(Short problem)
Pictures aside, repeat every entry exactly.
——
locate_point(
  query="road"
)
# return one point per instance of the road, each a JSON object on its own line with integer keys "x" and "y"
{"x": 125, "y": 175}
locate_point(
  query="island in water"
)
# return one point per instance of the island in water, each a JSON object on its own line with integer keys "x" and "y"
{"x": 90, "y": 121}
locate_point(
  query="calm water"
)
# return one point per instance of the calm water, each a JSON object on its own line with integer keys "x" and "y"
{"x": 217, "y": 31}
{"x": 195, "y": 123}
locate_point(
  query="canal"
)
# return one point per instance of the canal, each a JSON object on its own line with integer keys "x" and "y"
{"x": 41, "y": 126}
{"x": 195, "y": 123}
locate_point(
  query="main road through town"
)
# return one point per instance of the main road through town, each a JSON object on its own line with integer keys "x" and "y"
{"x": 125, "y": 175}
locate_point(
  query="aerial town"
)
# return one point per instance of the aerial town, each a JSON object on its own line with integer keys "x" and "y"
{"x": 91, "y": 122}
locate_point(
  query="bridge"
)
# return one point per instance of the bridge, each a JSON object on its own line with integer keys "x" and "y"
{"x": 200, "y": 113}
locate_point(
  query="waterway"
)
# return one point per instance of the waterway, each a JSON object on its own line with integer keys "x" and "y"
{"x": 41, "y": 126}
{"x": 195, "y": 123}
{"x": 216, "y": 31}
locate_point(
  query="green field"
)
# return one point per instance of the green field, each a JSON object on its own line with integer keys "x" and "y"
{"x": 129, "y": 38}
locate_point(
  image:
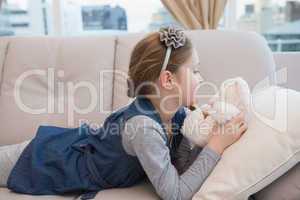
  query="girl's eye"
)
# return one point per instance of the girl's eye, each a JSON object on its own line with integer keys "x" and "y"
{"x": 198, "y": 74}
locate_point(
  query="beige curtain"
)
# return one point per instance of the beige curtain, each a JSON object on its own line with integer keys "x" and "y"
{"x": 196, "y": 14}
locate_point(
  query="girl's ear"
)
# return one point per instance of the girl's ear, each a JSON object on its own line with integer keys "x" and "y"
{"x": 166, "y": 80}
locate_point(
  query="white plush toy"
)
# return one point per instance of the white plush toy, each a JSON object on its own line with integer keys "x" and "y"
{"x": 233, "y": 97}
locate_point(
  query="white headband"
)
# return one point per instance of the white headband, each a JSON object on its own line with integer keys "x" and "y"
{"x": 172, "y": 37}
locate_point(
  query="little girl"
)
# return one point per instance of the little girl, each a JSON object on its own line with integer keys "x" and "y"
{"x": 140, "y": 140}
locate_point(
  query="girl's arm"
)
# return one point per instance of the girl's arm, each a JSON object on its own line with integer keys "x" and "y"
{"x": 144, "y": 138}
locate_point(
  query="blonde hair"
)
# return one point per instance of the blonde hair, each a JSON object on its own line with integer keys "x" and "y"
{"x": 146, "y": 62}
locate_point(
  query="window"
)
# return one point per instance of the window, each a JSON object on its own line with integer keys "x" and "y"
{"x": 82, "y": 17}
{"x": 277, "y": 20}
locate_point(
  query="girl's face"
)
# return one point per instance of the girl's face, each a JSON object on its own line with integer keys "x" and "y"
{"x": 188, "y": 77}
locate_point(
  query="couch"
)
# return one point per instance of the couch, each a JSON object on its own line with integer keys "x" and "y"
{"x": 65, "y": 81}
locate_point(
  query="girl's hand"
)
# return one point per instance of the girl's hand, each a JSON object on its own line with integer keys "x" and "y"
{"x": 225, "y": 135}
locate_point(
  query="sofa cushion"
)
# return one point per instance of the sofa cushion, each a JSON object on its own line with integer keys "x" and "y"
{"x": 6, "y": 194}
{"x": 222, "y": 54}
{"x": 269, "y": 148}
{"x": 143, "y": 191}
{"x": 3, "y": 52}
{"x": 124, "y": 47}
{"x": 61, "y": 81}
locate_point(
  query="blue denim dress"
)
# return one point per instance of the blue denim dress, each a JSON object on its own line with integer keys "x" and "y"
{"x": 83, "y": 160}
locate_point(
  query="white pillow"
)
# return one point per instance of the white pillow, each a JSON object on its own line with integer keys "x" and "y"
{"x": 268, "y": 149}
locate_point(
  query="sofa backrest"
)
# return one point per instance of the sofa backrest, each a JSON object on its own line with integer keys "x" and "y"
{"x": 223, "y": 55}
{"x": 67, "y": 81}
{"x": 53, "y": 81}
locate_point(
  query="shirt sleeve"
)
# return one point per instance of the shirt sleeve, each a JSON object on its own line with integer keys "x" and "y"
{"x": 149, "y": 145}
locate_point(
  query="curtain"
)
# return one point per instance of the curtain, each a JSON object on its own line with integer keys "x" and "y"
{"x": 1, "y": 2}
{"x": 196, "y": 14}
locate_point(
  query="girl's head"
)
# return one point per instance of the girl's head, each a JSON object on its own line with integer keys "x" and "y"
{"x": 177, "y": 80}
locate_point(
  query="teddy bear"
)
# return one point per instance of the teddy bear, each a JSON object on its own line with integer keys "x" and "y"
{"x": 232, "y": 98}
——
(Written answer)
locate_point(
  query="road"
)
# return one point per instance of the road, each a JSON object on its own line with integer keys "x" and "y"
{"x": 125, "y": 175}
locate_point(
  query="island in water"
)
# return one point per instance of the island in water, each a JSON object on its own line with integer keys "x" and "y"
{"x": 90, "y": 121}
locate_point(
  query="calm water"
)
# return one point per instance of the calm water, each a JSON object on its own line with integer keys "x" and "y"
{"x": 217, "y": 31}
{"x": 195, "y": 123}
locate_point(
  query="canal"
)
# return one point per instance of the canal, each a JSON object on its own line with integer keys "x" and "y"
{"x": 41, "y": 126}
{"x": 195, "y": 123}
locate_point(
  query="main road through town"
)
# return one point per instance of the main road through town, each a JSON object on its own line with integer keys "x" and "y"
{"x": 125, "y": 175}
locate_point(
  query="aerial town"
)
# return one point per instance of the aerial town, each a JSON object on its own line with integer keys "x" and "y"
{"x": 91, "y": 122}
locate_point(
  query="bridge"
)
# return one point per instance of the bridge, each a JSON object on its own line with integer keys "x" and "y"
{"x": 200, "y": 113}
locate_point(
  query="waterway"
)
# return one point per instance of the waterway, each a JSON object on its own line with integer keys "x" and "y"
{"x": 41, "y": 126}
{"x": 195, "y": 123}
{"x": 216, "y": 31}
locate_point(
  query="green field"
)
# return one point per instance of the green field, each a JSON object on its own line with integer keys "x" and "y"
{"x": 129, "y": 38}
locate_point(
  image:
  query="girl's eye"
)
# return one point per instance of the girl's eye, each a JSON object on its own line with integer keys "x" and "y"
{"x": 198, "y": 74}
locate_point(
  query="beige curtain"
)
# return one point per instance of the beige curtain, each a JSON object on its own line with integer keys "x" and "y"
{"x": 196, "y": 14}
locate_point(
  query="girl's ear"
)
# return one point per instance of the girl's ear, each a JSON object on its own line with integer keys "x" and "y"
{"x": 166, "y": 80}
locate_point(
  query="white plush toy"
)
# return one point per instance of the white plush toy, each a JSON object on its own line with integer keys "x" and "y"
{"x": 233, "y": 97}
locate_point(
  query="white headband"
)
# return one point per instance of the white headband, each a JSON object on its own line with integer keys "x" and "y"
{"x": 172, "y": 37}
locate_point(
  query="little girl"
)
# return one point per instance of the little girl, each a JSON object on its own line with integer keys "x" and "y"
{"x": 140, "y": 140}
locate_point(
  query="girl's arm"
)
# return one point per instance of the girl's arm, each a JSON object on its own line with integer keys "x" and "y"
{"x": 144, "y": 138}
locate_point(
  query="blonde hair"
)
# return one point per instance of the blonde hair, each a JSON object on its own line with integer keys "x" and "y"
{"x": 146, "y": 62}
locate_point(
  query="window"
)
# return one point per instance of the window, each a JSON object on its own line with integer keys "x" and "y"
{"x": 82, "y": 17}
{"x": 277, "y": 20}
locate_point(
  query="girl's face"
)
# return one point per instance of the girl's face, each a JSON object on its own line with integer keys "x" and "y"
{"x": 188, "y": 77}
locate_point(
  query="couch"
)
# return one point per instance of the couch, each a JSON object on its own line with integer keys "x" and "y"
{"x": 65, "y": 81}
locate_point(
  query="girl's hand"
)
# return one point per instance of the girl's hand, each a JSON object on its own line with integer keys "x" and "y"
{"x": 225, "y": 135}
locate_point(
  query="sofa cushion"
)
# return one point per instance of the sofa cushion, each a JSON object on its own line with integer keys "x" and "y"
{"x": 6, "y": 194}
{"x": 222, "y": 54}
{"x": 269, "y": 148}
{"x": 143, "y": 191}
{"x": 3, "y": 52}
{"x": 124, "y": 47}
{"x": 61, "y": 81}
locate_point(
  query="blue denim dress"
)
# return one point per instance of the blue denim dress, each a JSON object on its own line with integer keys "x" and "y"
{"x": 83, "y": 160}
locate_point(
  query="white pillow"
)
# return one point per instance of the white pillow, each a JSON object on its own line with integer keys "x" and "y"
{"x": 268, "y": 149}
locate_point(
  query="sofa backrest"
)
# return one point per instance of the sofa backrest, each a JSON object on its own line with integer keys "x" and "y"
{"x": 223, "y": 55}
{"x": 67, "y": 81}
{"x": 53, "y": 81}
locate_point(
  query="shirt sleeve"
)
# return one point per instance of the shirt sleeve, each a JSON object on its own line with integer keys "x" and "y"
{"x": 149, "y": 145}
locate_point(
  query="curtain"
)
# return one point per instance of the curtain, each a JSON object on its own line with integer keys "x" and "y"
{"x": 1, "y": 2}
{"x": 196, "y": 14}
locate_point(
  query="girl's head"
)
# return one point per instance of the girl's head, each a JSON object on its own line with integer keys "x" and "y"
{"x": 177, "y": 80}
locate_point(
  query="teddy bear"
)
# return one point per instance of the teddy bear, each a JSON object on its own line with integer keys "x" and "y"
{"x": 232, "y": 98}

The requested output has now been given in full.